**TO DO**: Each entry below is to be duplicated verbatim.

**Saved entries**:
··········

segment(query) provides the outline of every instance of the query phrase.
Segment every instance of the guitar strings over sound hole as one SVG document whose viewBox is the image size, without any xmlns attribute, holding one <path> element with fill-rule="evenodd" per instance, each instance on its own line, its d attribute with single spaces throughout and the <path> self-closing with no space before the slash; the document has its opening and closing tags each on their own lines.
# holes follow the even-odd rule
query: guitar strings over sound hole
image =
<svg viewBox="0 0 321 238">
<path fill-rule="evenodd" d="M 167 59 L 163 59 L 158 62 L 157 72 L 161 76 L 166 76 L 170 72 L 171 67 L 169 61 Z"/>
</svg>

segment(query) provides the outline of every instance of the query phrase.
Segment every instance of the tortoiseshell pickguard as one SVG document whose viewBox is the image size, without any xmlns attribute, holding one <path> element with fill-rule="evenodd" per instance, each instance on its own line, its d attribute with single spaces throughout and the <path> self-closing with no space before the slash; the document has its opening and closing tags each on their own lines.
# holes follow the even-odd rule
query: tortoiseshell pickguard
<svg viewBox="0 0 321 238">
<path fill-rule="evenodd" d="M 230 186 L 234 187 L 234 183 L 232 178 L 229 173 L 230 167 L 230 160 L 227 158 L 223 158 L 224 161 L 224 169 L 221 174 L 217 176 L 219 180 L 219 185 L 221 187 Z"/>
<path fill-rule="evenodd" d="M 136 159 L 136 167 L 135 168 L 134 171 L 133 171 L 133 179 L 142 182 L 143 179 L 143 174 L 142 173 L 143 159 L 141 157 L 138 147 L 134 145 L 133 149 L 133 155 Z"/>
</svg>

··········

**RESULT**:
segment(query) provides the outline of every instance of the query phrase.
Segment every instance of the guitar strings over sound hole as one SVG document whose viewBox is the image size, without any xmlns attribute, holding one <path> element with fill-rule="evenodd" per instance, each instance on its own line, its d attribute with single spaces throughout and the <path> self-closing with no space before the slash; the document has its opening and closing tags each on their own lines.
# holes follow the even-odd rule
query: guitar strings over sound hole
image =
<svg viewBox="0 0 321 238">
<path fill-rule="evenodd" d="M 167 59 L 163 59 L 158 62 L 157 72 L 161 76 L 166 76 L 170 72 L 171 67 L 169 61 Z"/>
</svg>

segment(query) provides the outline of every instance of the query phrase.
Segment every instance of the tortoiseshell pickguard as one SVG document whose viewBox is the image size, without any xmlns attribute, holding one <path> element with fill-rule="evenodd" per instance, each instance on its own line, its d attribute with single spaces throughout and the <path> self-closing with no space before the slash; the document has its opening and closing tags each on their own lines.
# holes follow the even-odd rule
query: tortoiseshell pickguard
<svg viewBox="0 0 321 238">
<path fill-rule="evenodd" d="M 230 186 L 234 187 L 234 183 L 232 178 L 229 173 L 230 167 L 230 160 L 227 158 L 223 158 L 224 161 L 224 169 L 221 174 L 217 176 L 219 180 L 219 185 L 221 187 Z"/>
<path fill-rule="evenodd" d="M 136 159 L 136 167 L 135 168 L 134 171 L 133 171 L 133 179 L 142 182 L 143 179 L 143 174 L 142 173 L 143 159 L 141 157 L 138 147 L 134 145 L 133 149 L 133 155 Z"/>
</svg>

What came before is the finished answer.